* WORK TASK:
Print, exactly as given, each line of the data from the line containing "Give one point for each instance of the patch" up to and including its last line.

* RECORDS FOR THIS EXERCISE:
_ _ _ _ _ _ _

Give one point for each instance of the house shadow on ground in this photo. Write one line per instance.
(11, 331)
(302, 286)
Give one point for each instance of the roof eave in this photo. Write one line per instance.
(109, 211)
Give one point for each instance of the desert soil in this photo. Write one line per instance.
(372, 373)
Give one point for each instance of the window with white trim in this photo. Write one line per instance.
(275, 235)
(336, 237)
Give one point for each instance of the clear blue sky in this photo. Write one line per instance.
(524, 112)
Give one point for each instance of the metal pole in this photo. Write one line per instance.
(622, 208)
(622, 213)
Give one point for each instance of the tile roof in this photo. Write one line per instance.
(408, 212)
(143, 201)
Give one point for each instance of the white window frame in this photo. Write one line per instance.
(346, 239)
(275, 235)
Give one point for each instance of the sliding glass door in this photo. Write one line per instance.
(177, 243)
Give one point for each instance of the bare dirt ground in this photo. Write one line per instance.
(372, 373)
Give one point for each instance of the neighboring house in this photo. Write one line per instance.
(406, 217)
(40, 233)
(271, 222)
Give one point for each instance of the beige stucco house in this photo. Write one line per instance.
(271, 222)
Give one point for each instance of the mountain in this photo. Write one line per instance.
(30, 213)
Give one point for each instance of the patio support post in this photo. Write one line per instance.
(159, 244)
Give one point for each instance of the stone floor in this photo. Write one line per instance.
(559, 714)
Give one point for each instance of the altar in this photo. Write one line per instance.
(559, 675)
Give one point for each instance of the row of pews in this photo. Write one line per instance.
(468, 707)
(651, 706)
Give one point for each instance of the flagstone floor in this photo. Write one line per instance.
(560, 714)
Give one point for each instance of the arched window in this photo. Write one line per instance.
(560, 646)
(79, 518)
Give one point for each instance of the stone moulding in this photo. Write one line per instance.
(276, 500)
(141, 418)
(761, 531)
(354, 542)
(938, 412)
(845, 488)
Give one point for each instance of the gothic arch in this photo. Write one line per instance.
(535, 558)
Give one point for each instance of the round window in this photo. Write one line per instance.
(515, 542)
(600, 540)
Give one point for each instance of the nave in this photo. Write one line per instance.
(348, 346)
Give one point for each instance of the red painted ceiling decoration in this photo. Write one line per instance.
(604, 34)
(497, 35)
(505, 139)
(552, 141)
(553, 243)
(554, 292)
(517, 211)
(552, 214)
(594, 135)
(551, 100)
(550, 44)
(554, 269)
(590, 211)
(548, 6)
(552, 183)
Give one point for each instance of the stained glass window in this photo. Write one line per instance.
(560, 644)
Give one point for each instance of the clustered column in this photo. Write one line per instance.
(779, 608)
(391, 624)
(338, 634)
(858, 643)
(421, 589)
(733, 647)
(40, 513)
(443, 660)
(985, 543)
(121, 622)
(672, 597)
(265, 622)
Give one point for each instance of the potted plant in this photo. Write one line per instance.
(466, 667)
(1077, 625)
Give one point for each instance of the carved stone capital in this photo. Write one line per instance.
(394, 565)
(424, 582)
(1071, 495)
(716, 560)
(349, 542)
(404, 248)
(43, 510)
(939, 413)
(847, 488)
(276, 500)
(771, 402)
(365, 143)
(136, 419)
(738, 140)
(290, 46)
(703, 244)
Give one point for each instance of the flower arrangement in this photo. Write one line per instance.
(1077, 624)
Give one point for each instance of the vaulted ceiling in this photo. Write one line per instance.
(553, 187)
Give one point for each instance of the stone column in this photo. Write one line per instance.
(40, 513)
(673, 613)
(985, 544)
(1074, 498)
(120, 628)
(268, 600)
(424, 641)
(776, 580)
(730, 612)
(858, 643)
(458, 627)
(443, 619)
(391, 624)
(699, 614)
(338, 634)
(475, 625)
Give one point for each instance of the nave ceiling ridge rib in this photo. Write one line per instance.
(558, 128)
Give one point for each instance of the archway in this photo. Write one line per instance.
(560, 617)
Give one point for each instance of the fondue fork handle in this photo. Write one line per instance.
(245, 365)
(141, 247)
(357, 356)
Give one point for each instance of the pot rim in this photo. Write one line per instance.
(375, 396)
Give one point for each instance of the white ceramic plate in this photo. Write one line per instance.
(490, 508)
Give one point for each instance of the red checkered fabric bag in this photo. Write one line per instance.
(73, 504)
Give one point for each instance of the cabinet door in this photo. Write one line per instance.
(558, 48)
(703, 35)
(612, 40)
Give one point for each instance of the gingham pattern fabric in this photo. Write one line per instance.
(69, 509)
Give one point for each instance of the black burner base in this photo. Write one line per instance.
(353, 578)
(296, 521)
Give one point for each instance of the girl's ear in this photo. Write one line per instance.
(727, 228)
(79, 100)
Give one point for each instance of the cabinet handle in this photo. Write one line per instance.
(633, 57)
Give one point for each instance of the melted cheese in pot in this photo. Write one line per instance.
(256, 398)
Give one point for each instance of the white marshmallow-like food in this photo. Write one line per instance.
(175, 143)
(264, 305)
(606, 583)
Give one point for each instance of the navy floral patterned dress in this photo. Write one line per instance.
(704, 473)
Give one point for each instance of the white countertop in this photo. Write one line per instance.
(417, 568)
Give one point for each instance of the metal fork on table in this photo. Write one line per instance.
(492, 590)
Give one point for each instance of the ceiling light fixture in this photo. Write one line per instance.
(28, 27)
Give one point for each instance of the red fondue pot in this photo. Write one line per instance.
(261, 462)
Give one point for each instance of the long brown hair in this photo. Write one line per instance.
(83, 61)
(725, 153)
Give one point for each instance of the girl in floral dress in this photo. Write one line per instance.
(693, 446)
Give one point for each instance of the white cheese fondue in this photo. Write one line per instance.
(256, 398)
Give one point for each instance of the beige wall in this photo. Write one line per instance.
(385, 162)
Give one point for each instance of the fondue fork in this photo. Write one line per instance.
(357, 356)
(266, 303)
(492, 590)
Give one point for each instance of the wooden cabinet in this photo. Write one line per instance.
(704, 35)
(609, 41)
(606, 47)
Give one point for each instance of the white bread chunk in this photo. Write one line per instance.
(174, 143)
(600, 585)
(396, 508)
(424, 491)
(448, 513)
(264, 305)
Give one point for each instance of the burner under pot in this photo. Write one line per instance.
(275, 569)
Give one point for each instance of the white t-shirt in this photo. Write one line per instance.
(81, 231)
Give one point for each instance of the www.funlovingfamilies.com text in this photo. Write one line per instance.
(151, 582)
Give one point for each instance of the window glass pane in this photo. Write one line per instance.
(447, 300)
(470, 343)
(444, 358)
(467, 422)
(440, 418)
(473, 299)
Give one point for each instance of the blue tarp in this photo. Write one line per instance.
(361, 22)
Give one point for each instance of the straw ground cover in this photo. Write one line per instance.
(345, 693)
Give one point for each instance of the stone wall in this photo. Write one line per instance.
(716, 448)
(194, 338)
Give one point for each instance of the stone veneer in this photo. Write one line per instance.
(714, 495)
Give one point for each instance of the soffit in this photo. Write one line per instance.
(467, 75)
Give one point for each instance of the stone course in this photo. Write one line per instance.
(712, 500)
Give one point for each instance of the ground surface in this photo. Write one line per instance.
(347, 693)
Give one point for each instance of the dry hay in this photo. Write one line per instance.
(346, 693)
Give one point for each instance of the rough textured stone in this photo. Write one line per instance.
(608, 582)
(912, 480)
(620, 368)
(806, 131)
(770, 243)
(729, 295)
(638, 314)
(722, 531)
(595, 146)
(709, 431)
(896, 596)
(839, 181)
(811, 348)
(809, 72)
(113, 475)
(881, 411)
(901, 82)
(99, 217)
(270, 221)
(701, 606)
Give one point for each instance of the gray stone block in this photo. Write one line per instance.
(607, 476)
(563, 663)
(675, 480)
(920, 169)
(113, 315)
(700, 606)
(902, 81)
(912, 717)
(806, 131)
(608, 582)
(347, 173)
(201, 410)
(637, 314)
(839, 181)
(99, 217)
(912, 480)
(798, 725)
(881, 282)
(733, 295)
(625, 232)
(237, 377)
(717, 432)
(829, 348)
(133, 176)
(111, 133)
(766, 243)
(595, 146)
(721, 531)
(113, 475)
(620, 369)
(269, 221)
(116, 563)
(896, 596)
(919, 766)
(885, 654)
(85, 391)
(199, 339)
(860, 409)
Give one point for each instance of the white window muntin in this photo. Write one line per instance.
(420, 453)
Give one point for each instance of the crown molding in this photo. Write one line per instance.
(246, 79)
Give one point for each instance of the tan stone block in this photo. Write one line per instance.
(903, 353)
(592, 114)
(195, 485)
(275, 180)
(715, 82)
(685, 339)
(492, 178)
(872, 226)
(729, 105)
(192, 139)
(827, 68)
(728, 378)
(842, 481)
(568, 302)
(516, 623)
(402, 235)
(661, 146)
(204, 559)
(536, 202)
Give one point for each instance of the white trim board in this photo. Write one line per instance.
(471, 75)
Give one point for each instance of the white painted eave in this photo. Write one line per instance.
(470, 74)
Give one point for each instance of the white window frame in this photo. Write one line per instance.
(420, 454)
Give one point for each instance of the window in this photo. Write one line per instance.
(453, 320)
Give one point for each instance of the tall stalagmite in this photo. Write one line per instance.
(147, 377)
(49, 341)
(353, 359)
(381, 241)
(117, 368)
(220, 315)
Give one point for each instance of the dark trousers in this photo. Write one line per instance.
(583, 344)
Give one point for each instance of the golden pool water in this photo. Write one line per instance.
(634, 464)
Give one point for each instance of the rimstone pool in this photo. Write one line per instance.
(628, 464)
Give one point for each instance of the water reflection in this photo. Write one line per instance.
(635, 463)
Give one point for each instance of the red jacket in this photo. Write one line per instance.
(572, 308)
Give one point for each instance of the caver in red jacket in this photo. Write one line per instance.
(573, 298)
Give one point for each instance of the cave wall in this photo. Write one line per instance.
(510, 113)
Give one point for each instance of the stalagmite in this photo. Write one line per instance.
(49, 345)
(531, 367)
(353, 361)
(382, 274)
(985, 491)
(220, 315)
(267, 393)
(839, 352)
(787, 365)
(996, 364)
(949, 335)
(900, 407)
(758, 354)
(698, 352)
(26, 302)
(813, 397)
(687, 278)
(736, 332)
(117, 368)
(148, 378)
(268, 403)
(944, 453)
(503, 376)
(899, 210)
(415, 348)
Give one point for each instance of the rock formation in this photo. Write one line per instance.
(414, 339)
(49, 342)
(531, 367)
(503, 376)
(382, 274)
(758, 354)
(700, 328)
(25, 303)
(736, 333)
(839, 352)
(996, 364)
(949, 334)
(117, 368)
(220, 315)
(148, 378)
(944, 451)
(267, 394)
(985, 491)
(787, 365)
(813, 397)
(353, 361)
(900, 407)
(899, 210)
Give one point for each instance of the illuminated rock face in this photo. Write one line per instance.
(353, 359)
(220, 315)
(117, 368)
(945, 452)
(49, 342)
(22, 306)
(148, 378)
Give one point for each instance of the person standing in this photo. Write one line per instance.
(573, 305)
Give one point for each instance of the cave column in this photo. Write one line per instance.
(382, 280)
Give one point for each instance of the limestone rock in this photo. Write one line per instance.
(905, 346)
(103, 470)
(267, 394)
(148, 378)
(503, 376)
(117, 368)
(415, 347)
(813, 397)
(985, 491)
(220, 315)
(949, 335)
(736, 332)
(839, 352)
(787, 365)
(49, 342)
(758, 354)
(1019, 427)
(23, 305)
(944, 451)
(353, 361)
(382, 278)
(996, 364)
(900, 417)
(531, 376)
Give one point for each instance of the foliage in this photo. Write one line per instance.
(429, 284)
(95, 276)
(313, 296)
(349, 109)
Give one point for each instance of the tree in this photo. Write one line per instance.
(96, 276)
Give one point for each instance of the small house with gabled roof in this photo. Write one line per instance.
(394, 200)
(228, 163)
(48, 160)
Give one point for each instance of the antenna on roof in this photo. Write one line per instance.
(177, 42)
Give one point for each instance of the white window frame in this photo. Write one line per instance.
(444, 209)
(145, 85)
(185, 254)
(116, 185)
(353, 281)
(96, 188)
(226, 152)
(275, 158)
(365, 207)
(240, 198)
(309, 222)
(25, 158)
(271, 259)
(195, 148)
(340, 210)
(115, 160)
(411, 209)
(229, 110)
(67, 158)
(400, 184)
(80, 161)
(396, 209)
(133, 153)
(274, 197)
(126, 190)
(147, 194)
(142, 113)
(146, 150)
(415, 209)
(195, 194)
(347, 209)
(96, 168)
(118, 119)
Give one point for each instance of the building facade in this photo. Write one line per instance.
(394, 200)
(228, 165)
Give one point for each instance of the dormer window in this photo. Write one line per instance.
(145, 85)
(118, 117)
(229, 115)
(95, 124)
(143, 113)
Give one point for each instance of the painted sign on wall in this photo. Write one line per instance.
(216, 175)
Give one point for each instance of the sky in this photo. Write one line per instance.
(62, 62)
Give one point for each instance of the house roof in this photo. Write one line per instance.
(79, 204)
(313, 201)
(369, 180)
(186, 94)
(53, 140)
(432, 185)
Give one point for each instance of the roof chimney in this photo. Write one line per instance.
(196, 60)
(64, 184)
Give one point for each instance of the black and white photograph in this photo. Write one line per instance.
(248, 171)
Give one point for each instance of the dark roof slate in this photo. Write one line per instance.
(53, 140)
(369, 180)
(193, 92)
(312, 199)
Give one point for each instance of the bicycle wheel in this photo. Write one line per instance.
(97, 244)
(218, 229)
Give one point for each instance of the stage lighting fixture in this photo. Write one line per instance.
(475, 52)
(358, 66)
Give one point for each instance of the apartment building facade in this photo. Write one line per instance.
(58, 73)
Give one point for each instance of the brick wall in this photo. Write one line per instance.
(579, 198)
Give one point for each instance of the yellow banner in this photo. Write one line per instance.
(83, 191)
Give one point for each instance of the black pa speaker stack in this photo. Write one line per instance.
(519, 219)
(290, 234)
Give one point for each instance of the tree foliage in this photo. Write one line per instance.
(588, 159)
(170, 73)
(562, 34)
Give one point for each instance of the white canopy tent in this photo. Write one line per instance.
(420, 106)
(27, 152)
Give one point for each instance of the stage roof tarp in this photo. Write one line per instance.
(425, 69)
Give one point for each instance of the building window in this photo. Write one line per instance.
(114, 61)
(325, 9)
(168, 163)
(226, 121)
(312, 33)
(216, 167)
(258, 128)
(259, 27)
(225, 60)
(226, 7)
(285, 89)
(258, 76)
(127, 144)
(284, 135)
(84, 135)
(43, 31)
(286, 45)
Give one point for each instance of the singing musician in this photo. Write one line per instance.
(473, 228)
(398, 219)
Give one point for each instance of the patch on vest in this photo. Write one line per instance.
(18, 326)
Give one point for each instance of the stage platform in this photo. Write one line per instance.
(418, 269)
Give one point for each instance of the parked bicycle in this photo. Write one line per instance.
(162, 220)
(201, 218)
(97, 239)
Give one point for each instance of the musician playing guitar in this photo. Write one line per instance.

_ _ _ _ _ _ _

* ANSWER TO THE EXERCISE:
Give one point for each instance of the patch on vest in this photo. Write one line per instance.
(18, 326)
Give one point for each instance of the stage platform in this photo. Write one line per instance.
(418, 269)
Give one point for each instance of the parked bicycle in this photo. Write one line per instance.
(162, 220)
(201, 218)
(97, 239)
Give one point for each instance of the musician playing guitar in this photo. Write one line per instance.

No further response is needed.